* **PAGE EXTRACT**
— start —

I think that approach has a lot of benefits. One of the benefits of Burt's mod is that it links those two posts together, which aids them in resisting the high compressive forces. It would not be difficult to make a single post, except for getting the dimensions correct on the new single post shoes. It could probably look stock from the outside, also. Floating the shoes would not be a problem either. The post would need a flange or washer at the top and the shoes would need an additional spring at the post.

I don't have much against long linings, but given all the circumstances I don't think they give a lot of bang for the effort. They work fine and can even increase the servo action slightly. Long linings are used on the 8" brakes and they don't seem to present many problems. If I relined the shoes I would shorten the linings considerably.

Long linings do not effectively increase the braking power of the brake, except for the slight increase in servo action, which would be a noticeable improvement. On the other side, you need to increase the clearance of the shoes to the drum, which means greater brake lever movement. I think that those riders, including me, who use brakes with long linings fudge the clearance by running tighter than recommended clearances based on the fact that the lining material is sufficiently low in friction that it won't be grabby with the lining ends running too close to the drum.

— end —

* **SET TASKS**
1/ Condense the paragraph of the brake discussion that begins "I don't have much against long linings" into a shorter version that keeps its main facts.
2/ From the brake discussion, copy the passage from "I think that approach" to "at the post." word for word.
The records that come next are separate from the brake discussion.

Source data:
— start —

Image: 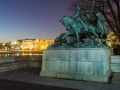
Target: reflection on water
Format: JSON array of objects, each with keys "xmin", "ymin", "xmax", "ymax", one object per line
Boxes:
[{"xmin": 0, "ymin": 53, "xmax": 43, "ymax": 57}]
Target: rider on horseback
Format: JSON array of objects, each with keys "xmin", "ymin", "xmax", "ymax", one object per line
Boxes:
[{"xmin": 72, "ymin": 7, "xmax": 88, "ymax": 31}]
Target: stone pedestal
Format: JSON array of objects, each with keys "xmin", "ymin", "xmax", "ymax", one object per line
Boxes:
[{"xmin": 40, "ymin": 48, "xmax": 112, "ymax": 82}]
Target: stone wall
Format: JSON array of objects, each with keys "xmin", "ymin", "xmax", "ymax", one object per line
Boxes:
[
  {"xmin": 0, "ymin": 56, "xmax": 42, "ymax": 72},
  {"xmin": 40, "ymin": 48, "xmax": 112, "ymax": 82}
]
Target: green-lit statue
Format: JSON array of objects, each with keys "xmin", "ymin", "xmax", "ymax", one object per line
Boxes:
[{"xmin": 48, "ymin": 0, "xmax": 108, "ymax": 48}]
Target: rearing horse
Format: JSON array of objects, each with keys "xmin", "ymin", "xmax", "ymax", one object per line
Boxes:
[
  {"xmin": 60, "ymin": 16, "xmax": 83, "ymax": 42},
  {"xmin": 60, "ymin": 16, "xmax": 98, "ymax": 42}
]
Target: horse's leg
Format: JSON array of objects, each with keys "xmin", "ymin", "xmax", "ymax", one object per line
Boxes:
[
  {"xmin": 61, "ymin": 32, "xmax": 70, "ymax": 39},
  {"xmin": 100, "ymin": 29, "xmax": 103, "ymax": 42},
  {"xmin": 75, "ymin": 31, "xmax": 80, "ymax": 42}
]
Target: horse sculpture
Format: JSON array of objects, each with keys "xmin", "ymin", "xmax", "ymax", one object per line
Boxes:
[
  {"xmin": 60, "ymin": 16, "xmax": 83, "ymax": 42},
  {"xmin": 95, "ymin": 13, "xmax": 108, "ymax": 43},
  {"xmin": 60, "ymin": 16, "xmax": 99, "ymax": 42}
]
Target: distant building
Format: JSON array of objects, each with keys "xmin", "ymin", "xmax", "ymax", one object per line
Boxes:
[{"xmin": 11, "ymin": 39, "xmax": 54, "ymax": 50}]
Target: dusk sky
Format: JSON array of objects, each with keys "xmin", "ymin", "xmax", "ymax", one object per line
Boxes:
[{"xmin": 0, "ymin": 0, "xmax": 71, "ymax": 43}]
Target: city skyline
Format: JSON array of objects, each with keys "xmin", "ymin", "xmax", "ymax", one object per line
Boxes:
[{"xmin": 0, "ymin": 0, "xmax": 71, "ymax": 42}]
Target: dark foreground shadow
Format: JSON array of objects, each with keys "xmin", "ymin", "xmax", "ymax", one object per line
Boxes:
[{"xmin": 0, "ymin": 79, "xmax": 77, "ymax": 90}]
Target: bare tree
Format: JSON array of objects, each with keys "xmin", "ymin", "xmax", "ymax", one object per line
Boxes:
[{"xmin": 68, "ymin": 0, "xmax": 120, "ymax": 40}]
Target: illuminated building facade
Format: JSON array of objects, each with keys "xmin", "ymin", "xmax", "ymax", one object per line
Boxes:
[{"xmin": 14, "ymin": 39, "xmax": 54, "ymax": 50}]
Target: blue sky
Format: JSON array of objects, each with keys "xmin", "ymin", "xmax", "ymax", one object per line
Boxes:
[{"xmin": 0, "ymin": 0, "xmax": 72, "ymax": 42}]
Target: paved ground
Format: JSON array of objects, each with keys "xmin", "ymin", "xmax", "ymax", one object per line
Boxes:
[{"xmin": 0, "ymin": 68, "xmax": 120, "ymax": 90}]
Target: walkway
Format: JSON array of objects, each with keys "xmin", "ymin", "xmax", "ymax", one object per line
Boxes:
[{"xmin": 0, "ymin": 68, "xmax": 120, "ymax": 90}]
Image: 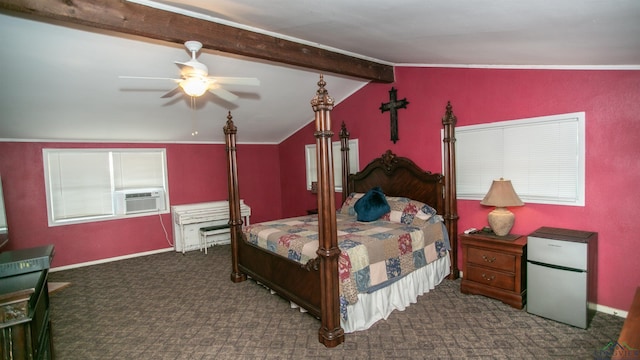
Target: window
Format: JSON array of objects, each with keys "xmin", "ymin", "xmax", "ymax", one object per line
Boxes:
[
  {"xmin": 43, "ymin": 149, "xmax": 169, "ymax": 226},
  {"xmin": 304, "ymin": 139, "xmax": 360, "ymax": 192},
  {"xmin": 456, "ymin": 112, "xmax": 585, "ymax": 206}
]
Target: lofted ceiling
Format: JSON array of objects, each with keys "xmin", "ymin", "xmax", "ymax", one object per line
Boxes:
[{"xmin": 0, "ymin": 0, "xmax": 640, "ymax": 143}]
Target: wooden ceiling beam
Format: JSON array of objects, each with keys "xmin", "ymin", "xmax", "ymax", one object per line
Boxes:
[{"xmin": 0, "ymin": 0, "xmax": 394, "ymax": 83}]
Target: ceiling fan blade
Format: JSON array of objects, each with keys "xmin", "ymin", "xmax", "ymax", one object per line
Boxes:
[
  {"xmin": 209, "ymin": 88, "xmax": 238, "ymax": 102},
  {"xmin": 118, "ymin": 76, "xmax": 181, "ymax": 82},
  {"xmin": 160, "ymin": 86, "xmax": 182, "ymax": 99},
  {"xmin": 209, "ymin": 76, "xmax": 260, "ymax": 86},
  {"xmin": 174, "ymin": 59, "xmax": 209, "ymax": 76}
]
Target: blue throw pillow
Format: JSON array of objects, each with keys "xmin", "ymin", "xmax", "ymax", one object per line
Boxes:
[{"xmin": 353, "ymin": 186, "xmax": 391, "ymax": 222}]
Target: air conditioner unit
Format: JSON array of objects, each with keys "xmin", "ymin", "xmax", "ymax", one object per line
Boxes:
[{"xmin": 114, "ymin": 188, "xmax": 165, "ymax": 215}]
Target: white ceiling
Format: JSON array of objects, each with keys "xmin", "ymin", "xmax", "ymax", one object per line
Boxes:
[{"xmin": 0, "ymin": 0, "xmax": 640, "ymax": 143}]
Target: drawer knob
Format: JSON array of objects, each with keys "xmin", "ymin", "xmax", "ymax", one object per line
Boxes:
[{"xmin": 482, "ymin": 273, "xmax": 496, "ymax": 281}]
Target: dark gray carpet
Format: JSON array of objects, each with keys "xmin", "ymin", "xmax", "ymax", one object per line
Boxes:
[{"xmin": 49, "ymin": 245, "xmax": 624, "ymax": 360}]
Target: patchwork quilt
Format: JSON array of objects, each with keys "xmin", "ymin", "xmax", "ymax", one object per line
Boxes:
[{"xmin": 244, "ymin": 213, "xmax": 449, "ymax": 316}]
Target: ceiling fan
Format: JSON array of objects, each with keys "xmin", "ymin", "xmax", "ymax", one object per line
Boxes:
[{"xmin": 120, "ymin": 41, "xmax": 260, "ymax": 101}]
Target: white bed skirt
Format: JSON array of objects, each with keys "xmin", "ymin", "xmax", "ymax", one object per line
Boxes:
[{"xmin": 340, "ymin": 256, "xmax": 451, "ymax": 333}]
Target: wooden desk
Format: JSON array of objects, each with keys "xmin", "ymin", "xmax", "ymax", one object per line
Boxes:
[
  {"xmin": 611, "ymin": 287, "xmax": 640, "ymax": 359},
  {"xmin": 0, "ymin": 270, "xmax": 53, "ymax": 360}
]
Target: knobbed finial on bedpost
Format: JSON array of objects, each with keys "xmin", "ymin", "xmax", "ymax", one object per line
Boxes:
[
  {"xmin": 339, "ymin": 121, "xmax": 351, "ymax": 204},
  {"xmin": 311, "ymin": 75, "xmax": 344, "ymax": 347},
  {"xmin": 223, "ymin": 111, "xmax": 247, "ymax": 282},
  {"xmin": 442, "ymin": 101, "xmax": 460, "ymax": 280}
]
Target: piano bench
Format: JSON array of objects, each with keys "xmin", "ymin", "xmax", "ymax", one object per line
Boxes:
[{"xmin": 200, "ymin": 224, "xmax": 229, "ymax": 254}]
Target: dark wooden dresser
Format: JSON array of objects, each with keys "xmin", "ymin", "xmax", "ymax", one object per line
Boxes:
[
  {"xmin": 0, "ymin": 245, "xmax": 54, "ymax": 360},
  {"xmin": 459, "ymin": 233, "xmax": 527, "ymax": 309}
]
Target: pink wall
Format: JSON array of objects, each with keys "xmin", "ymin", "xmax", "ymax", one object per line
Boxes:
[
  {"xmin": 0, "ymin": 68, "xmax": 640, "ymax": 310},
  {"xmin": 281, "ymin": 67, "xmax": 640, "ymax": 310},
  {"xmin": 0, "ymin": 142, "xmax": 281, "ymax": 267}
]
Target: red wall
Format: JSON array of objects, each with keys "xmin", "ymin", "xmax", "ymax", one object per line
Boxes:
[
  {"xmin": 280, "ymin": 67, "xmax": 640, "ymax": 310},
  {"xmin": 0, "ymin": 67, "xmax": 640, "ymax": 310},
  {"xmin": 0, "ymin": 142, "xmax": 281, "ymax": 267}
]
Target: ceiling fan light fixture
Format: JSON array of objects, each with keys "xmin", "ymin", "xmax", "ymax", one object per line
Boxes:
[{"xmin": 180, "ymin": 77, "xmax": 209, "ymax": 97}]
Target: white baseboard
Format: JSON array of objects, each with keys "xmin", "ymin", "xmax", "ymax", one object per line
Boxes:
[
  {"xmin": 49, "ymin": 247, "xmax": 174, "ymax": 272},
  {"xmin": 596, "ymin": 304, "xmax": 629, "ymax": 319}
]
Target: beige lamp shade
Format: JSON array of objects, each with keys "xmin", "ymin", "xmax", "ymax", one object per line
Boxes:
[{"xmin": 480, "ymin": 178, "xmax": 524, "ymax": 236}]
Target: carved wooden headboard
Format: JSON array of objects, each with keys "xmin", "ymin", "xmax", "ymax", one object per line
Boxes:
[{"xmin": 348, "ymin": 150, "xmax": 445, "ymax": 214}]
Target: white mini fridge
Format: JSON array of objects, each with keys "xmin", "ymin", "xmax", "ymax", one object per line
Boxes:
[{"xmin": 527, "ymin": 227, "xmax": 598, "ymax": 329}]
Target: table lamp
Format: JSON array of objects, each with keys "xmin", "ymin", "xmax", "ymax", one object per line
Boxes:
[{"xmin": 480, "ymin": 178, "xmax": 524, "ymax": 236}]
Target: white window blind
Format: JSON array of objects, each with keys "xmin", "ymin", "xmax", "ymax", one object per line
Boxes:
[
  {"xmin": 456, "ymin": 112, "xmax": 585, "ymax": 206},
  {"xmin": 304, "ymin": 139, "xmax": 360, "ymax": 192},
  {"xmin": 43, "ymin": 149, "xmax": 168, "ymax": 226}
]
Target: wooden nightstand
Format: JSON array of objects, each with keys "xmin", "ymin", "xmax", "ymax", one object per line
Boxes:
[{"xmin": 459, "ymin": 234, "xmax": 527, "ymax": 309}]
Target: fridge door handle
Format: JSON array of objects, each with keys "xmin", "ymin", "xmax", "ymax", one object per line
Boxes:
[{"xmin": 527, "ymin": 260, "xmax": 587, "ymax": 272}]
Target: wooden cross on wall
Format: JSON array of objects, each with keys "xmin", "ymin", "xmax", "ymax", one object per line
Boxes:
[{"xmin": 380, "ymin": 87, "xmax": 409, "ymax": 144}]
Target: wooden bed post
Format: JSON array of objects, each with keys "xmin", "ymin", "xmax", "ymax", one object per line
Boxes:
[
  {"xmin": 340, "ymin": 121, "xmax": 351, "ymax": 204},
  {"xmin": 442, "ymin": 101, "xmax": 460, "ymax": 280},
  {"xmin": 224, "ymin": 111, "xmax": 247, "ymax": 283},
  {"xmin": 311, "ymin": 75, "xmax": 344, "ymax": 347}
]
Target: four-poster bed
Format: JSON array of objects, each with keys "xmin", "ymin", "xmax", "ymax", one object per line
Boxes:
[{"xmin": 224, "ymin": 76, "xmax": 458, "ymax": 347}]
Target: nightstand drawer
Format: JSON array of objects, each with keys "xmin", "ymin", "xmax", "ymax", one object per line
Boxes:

— end —

* **THE ANSWERS**
1/ Long linings are acceptable but not worth much effort. They work fine and may slightly increase servo action, and 8" brakes use them without many problems. If relining the shoes, the writer would make the linings considerably shorter.

2/
I think that approach has a lot of benefits. One of the benefits of Burt's mod is that it links those two posts together, which aids them in resisting the high compressive forces. It would not be difficult to make a single post, except for getting the dimensions correct on the new single post shoes. It could probably look stock from the outside, also. Floating the shoes would not be a problem either. The post would need a flange or washer at the top and the shoes would need an additional spring at the post.